= Set task =
Arrange every line of the material below as a numbered list, skipping blank lines and leaving out the pictures.

= Material from a point labeling set =

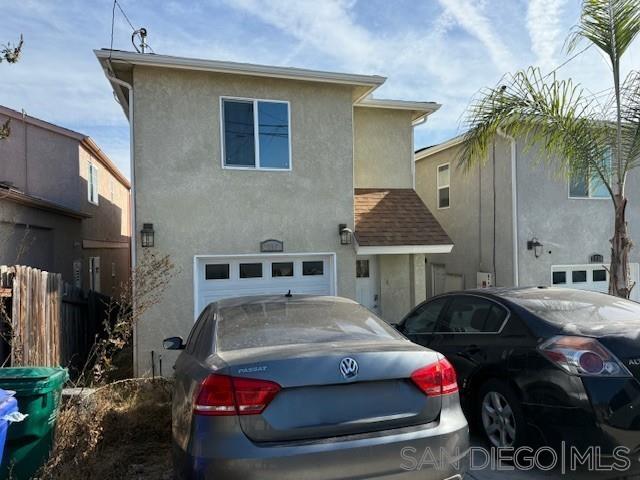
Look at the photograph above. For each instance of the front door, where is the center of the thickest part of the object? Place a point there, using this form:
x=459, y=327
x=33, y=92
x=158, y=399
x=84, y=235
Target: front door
x=367, y=283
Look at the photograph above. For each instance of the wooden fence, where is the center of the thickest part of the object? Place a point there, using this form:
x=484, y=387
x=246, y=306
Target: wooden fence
x=47, y=322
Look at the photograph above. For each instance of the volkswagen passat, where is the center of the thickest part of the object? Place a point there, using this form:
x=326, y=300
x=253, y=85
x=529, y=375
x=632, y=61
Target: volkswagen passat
x=299, y=387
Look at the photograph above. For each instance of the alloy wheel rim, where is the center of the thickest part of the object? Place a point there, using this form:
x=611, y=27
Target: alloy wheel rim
x=498, y=420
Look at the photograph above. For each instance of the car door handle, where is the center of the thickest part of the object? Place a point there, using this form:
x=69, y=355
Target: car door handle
x=470, y=350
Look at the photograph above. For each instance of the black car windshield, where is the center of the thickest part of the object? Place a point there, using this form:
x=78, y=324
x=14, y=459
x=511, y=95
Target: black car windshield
x=264, y=324
x=580, y=312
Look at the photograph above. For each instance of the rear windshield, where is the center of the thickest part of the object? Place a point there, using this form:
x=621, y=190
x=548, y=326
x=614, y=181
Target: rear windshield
x=273, y=324
x=583, y=312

= Final answer =
1. Look at the photograph above. For each instance of the front door, where is the center of the thickest part of the object? Place a point there, using this form:
2. x=459, y=327
3. x=33, y=92
4. x=158, y=399
5. x=84, y=235
6. Target: front door
7. x=367, y=283
8. Look at the photograph above. For each instance of the wooden fence, where is the center of the thickest part of the object? Place a point there, using this form:
9. x=484, y=387
10. x=246, y=306
11. Target: wooden fence
12. x=47, y=322
13. Look at the photograph above. For each instance of the volkswagen passat, where is the center of the thickest part of the object? Place a point there, using this form:
14. x=326, y=300
15. x=253, y=85
16. x=529, y=375
17. x=632, y=61
18. Target: volkswagen passat
19. x=299, y=387
20. Look at the photograph above. For each instance of the alloy wheel rim, where is the center of the thickest part of the object? Place a point there, using this form:
21. x=611, y=27
22. Target: alloy wheel rim
23. x=498, y=420
24. Look at the photograph above. For each instance of the car door handle, where is the center of the thickest part of the object? Place a point there, using this form:
25. x=69, y=355
26. Target: car door handle
27. x=470, y=350
28. Look at the photograph above. For each instance of the black car windshield, where is the center of the thickest part of the object? Place a point there, using this form:
29. x=78, y=324
30. x=14, y=459
31. x=511, y=95
32. Target: black car windshield
33. x=264, y=324
34. x=580, y=312
35. Look at the photograph above. For each instance of the rear windshield, where is the center of the thickest part of the object? Place a point there, using this form:
36. x=621, y=190
37. x=548, y=326
38. x=614, y=181
39. Target: rear windshield
40. x=273, y=324
41. x=583, y=312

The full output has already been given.